§ **Seção de dados**
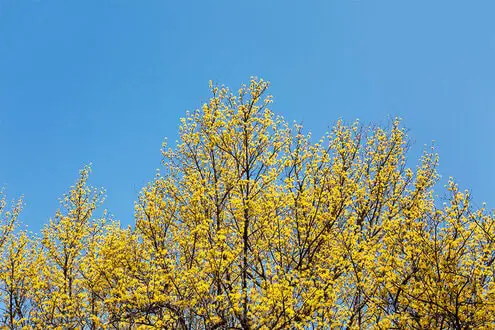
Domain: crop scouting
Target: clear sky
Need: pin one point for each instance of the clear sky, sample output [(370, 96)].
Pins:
[(104, 81)]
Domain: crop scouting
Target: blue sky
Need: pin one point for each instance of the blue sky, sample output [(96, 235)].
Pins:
[(104, 81)]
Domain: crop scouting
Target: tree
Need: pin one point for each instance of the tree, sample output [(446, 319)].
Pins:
[(251, 224)]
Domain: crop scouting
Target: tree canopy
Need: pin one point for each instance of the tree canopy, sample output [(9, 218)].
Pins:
[(251, 224)]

§ **Instruções da tarefa**
Transforme todas as linhas dos itens acima em uma tabela Markdown com as colunas "Nº", para o número da linha, e "Linha", para o texto dela, sem incluir linhas em branco. Deixe as imagens fora da tabela.

§ **Solução**
| Nº | Linha |
|---|---|
| 1 | Domain: crop scouting |
| 2 | Target: clear sky |
| 3 | Need: pin one point for each instance of the clear sky, sample output [(370, 96)]. |
| 4 | Pins: |
| 5 | [(104, 81)] |
| 6 | Domain: crop scouting |
| 7 | Target: blue sky |
| 8 | Need: pin one point for each instance of the blue sky, sample output [(96, 235)]. |
| 9 | Pins: |
| 10 | [(104, 81)] |
| 11 | Domain: crop scouting |
| 12 | Target: tree |
| 13 | Need: pin one point for each instance of the tree, sample output [(446, 319)]. |
| 14 | Pins: |
| 15 | [(251, 224)] |
| 16 | Domain: crop scouting |
| 17 | Target: tree canopy |
| 18 | Need: pin one point for each instance of the tree canopy, sample output [(9, 218)]. |
| 19 | Pins: |
| 20 | [(251, 224)] |